*YOUR TASK*: Copy the listing below line for line, leaving out the pictures.
━━ DATA ENTRIES
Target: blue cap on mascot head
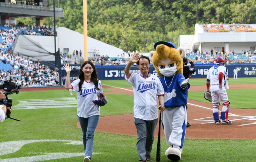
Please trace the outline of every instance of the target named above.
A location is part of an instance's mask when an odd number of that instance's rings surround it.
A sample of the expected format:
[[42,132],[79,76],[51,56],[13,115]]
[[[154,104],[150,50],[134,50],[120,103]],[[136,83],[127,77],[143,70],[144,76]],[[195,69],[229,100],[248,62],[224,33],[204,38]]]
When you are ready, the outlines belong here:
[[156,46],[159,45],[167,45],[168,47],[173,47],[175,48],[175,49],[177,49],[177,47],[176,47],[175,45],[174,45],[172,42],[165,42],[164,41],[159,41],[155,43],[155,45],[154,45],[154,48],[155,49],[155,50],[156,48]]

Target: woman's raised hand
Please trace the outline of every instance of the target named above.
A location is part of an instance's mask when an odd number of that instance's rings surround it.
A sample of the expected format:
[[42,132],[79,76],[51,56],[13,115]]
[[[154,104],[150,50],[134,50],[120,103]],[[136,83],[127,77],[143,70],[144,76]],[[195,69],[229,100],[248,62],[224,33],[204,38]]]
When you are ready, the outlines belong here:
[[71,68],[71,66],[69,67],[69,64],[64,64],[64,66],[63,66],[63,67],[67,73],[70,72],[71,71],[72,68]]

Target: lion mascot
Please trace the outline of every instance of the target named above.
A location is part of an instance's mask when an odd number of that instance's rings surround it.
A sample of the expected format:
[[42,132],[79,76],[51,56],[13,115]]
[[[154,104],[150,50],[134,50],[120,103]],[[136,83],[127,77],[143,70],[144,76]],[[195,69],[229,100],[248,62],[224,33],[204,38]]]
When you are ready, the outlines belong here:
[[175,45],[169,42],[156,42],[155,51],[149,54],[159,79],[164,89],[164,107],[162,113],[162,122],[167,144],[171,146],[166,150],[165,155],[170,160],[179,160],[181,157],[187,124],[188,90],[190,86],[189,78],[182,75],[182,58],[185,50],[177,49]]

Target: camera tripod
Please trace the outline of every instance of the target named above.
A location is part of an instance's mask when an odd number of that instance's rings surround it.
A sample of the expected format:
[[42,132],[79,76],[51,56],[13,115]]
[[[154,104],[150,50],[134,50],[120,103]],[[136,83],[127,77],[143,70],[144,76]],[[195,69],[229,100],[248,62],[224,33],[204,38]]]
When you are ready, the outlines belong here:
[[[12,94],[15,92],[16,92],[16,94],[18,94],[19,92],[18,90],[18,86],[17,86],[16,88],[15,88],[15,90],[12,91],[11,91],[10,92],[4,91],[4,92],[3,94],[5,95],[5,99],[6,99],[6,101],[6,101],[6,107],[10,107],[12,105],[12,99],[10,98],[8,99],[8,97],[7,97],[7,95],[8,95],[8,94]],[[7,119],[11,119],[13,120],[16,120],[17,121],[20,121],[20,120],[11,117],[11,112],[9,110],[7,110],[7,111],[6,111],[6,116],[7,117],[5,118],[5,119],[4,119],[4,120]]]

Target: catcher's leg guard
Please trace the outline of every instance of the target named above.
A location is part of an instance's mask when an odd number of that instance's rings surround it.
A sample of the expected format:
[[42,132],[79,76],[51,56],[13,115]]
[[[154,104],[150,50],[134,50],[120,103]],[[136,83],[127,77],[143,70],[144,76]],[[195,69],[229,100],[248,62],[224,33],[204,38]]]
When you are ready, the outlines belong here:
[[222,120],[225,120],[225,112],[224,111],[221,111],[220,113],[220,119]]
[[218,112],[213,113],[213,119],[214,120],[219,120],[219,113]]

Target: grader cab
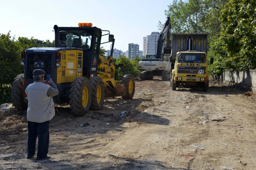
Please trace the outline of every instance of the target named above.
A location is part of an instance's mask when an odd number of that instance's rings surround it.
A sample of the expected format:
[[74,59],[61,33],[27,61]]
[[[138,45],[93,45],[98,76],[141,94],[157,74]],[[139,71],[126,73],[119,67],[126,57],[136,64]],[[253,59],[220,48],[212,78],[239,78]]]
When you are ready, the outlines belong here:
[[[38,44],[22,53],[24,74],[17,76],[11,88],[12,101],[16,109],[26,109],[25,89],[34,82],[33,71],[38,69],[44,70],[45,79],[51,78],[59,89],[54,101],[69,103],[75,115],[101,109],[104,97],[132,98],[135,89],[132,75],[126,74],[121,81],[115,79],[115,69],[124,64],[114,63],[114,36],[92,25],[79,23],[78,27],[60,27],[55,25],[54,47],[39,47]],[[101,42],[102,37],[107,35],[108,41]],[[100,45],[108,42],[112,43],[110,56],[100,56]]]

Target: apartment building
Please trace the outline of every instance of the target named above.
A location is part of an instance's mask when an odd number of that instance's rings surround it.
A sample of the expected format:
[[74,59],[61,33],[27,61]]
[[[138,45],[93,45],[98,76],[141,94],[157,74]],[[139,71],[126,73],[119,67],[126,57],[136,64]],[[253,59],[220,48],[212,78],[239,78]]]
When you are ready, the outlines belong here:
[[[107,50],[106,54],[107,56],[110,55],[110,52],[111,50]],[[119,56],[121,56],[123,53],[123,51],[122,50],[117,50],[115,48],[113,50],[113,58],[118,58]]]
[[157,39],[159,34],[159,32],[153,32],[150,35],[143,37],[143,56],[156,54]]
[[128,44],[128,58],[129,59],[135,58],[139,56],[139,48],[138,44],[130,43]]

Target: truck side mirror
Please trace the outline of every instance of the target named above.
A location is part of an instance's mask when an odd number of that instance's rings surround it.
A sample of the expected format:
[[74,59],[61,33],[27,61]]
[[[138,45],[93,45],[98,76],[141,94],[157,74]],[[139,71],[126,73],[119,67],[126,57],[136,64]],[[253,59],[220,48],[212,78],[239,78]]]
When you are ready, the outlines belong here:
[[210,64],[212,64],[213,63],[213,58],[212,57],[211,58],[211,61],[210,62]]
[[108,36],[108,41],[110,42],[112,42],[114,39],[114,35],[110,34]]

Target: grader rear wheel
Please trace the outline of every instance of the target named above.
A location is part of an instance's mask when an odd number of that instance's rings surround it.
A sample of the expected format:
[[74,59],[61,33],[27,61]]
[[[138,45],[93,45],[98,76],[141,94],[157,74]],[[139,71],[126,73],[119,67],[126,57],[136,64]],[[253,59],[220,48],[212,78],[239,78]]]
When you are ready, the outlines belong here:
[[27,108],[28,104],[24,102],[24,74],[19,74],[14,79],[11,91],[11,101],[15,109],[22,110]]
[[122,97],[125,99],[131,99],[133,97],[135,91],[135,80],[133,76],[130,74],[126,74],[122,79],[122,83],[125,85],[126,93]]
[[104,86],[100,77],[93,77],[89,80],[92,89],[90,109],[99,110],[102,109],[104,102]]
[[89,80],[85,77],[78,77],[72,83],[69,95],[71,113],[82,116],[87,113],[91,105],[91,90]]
━━━━
*RESULT FOR THIS TASK*:
Target: blue cap on mascot head
Please trace the outline of every instance of the target named above.
A location is part of an instance's mask when an odd number of that instance's rings surround it.
A sample of the expected format:
[[42,132],[79,76],[51,56],[13,115]]
[[[154,104],[150,50],[134,50],[120,103]],[[136,83],[127,77],[143,70],[144,76]],[[195,69],[229,100],[248,62],[224,33],[204,38]]]
When you are ready, the outlines belong here:
[[156,46],[159,45],[167,45],[168,47],[173,47],[175,48],[175,49],[177,49],[177,47],[176,47],[175,45],[174,45],[172,42],[165,42],[164,41],[159,41],[155,43],[155,45],[154,45],[154,48],[155,49],[155,50],[156,48]]

Target: woman's raised hand
Please trace the outline of every instance of the target named above.
A location is part of an instance's mask when an odd number of that instance's rings surround it.
A sample of the expected format:
[[42,132],[79,76],[51,56],[13,115]]
[[[154,104],[150,50],[134,50],[120,103]],[[136,83],[127,77],[143,70],[144,76]],[[195,69],[229,100],[248,62],[224,33],[204,38]]]
When you are ready, the outlines belong here:
[[71,68],[71,66],[69,67],[69,64],[64,64],[64,66],[63,66],[63,67],[67,73],[70,72],[71,71],[72,68]]

Target: lion mascot
Please trace the outline of every instance of the target named above.
A location is part of an instance's mask when an odd number of that instance's rings surround it.
A sample of the expected format:
[[42,132],[79,76],[51,56],[13,115]]
[[[154,104],[150,50],[134,50],[120,103]],[[136,83],[127,77],[143,70],[144,76]],[[195,69],[229,100],[248,62],[224,33],[204,38]]]
When you are ready, the outlines belong here:
[[175,45],[169,42],[156,42],[155,51],[149,54],[159,79],[164,89],[164,107],[162,113],[162,122],[167,144],[171,146],[166,150],[165,155],[170,160],[179,160],[181,157],[187,124],[188,90],[190,86],[189,78],[182,75],[182,58],[185,50],[177,49]]

Target: camera tripod
Please trace the outline of every instance of the target named above.
A location is part of an instance's mask when an odd number of that instance's rings surround it.
A sample of the expected format:
[[42,132],[79,76],[51,56],[13,115]]
[[[154,104],[150,50],[134,50],[120,103]],[[136,83],[127,77],[143,70],[144,76]],[[195,69],[229,100],[248,62],[224,33],[204,38]]]
When you are ready, the outlines belong here:
[[[12,94],[15,92],[16,92],[16,94],[18,94],[19,92],[18,90],[18,86],[17,86],[16,88],[15,88],[15,90],[12,91],[11,91],[10,92],[4,91],[4,92],[3,94],[5,95],[5,99],[6,99],[6,101],[6,101],[6,107],[10,107],[12,105],[12,99],[10,98],[8,99],[8,97],[7,97],[7,95],[8,95],[8,94]],[[7,119],[11,119],[13,120],[16,120],[17,121],[20,121],[20,120],[11,117],[11,112],[9,110],[7,110],[7,111],[6,111],[6,116],[7,117],[5,118],[5,119],[4,119],[4,120]]]

Target: catcher's leg guard
Please trace the outline of every instance of the target named above.
A location is part of an instance's mask when an odd number of that instance's rings surround it.
A sample of the expected format:
[[42,132],[79,76],[51,56],[13,115]]
[[[154,104],[150,50],[134,50],[120,103]],[[136,83],[127,77],[143,70],[144,76]],[[195,69],[229,100],[248,62],[224,33],[204,38]]]
When you are ready, the outlines belong here:
[[222,120],[225,120],[225,112],[224,111],[221,111],[220,113],[220,119]]
[[218,112],[213,113],[213,119],[214,120],[219,120],[219,113]]

Target: grader cab
Please trace the outline of every instance of the target named above.
A location is part of an instance's mask when an odd number of that instance's rings surround it.
A sample of the expected format:
[[74,59],[61,33],[27,61]]
[[[138,45],[93,45],[98,76],[141,94],[157,74]],[[139,71],[126,73],[119,67],[126,57],[136,64]],[[253,59],[220,48],[212,78],[239,78]]]
When you are ready, the outlines belong here:
[[[38,44],[22,53],[24,74],[17,76],[11,88],[12,101],[16,109],[26,109],[25,89],[34,82],[33,71],[38,69],[44,70],[45,79],[51,78],[59,89],[54,101],[69,103],[75,115],[101,109],[104,97],[132,98],[135,89],[132,75],[126,74],[121,81],[115,79],[115,69],[124,64],[114,63],[114,36],[92,25],[79,23],[78,27],[60,27],[55,25],[54,47],[39,47]],[[101,42],[102,37],[107,35],[108,41]],[[100,45],[108,42],[112,43],[110,56],[100,56]]]

Target: apartment building
Please trace the outline of every instance of the target named above.
A location is part of an instance's mask when an odd number of that instance's rings surround it.
A sample of the expected format:
[[74,59],[61,33],[27,61]]
[[[138,45],[93,45],[98,76],[141,94],[157,74]],[[139,71],[126,73],[119,67],[126,57],[136,64]],[[253,59],[220,48],[212,78],[239,78]]]
When you are ready, the outlines belong here:
[[[107,50],[106,54],[107,56],[110,55],[110,52],[111,50]],[[119,56],[121,56],[123,53],[123,51],[122,50],[117,50],[115,48],[113,50],[113,58],[118,58]]]
[[157,39],[159,34],[159,32],[153,32],[150,35],[143,37],[143,56],[156,54]]
[[128,44],[128,58],[129,59],[135,58],[139,56],[139,48],[138,44],[130,43]]

Target: truck side mirror
Please trace the outline of every instance of the target named above.
A location is part of an instance's mask when an odd number of that instance's rings surround it.
A sample of the expected format:
[[74,59],[61,33],[27,61]]
[[[138,45],[93,45],[98,76],[141,94],[157,74]],[[139,71],[126,73],[119,67],[126,57],[136,64]],[[253,59],[220,48],[212,78],[239,78]]]
When you are ready, the outlines belong here:
[[210,64],[212,64],[213,63],[213,58],[212,57],[211,58],[211,61],[210,62]]
[[108,36],[108,41],[110,42],[112,42],[114,39],[114,35],[110,34]]

Target: grader rear wheel
Please trace the outline of every instance of the target named above.
A location is part of an instance's mask when an odd number of that instance's rings surround it.
A sample of the expected format:
[[74,59],[61,33],[27,61]]
[[[138,45],[93,45],[98,76],[141,94],[157,74]],[[139,71],[126,73],[119,67],[126,57],[136,64]],[[253,59],[220,48],[212,78],[239,78]]]
When you are ready, the outlines belong here:
[[27,108],[28,104],[24,102],[24,74],[19,74],[14,79],[11,91],[11,101],[15,109],[22,110]]
[[122,97],[125,99],[131,99],[133,97],[135,91],[135,80],[133,76],[130,74],[126,74],[122,79],[122,83],[125,85],[126,93]]
[[104,86],[100,77],[93,77],[89,80],[92,89],[90,109],[99,110],[102,109],[104,102]]
[[89,80],[85,77],[78,77],[72,83],[69,95],[71,113],[82,116],[87,113],[91,105],[91,90]]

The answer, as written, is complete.